* Entries provided *
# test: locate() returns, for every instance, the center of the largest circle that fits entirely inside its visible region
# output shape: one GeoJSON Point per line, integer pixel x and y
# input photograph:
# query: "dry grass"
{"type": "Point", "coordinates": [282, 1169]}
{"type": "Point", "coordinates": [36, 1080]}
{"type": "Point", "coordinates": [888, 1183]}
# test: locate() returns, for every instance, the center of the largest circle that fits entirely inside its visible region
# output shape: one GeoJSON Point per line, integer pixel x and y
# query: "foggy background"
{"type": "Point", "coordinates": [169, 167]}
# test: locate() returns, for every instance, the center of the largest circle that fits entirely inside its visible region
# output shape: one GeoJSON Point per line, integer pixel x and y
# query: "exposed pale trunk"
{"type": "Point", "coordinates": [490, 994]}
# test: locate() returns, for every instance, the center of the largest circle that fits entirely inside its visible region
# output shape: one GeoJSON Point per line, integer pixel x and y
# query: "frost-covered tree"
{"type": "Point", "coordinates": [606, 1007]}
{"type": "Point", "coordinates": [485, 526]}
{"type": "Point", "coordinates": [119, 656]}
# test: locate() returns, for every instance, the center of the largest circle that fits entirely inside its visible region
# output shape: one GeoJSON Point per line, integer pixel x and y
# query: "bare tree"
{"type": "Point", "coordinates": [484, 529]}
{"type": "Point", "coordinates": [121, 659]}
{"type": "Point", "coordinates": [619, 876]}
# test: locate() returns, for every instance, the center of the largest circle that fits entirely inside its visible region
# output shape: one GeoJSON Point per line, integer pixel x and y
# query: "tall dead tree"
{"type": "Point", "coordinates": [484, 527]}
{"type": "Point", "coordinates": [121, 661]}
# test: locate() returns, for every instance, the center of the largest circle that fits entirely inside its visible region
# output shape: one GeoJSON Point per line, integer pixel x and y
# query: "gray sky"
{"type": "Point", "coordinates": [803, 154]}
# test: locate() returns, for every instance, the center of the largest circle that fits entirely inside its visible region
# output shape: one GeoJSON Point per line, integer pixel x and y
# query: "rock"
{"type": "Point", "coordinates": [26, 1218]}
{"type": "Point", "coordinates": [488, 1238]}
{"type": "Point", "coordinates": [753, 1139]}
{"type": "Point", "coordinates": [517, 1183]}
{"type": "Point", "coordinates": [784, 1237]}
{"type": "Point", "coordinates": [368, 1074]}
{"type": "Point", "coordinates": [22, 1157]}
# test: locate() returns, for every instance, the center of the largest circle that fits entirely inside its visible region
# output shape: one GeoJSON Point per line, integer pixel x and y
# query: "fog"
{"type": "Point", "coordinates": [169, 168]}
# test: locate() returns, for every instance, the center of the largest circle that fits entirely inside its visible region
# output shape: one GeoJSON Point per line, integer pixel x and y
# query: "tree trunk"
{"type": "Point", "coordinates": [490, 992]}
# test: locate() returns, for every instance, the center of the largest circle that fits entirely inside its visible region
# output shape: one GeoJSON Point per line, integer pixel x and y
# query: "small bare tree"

* Your goal *
Show every line in the rows above that contains the word "tree", copying each line in full. Case counts.

* Expected output *
# query: "frost-covered tree"
# query: "bare tree"
# query: "tall dead tree"
# query: "tree trunk"
# query: "small bare tree"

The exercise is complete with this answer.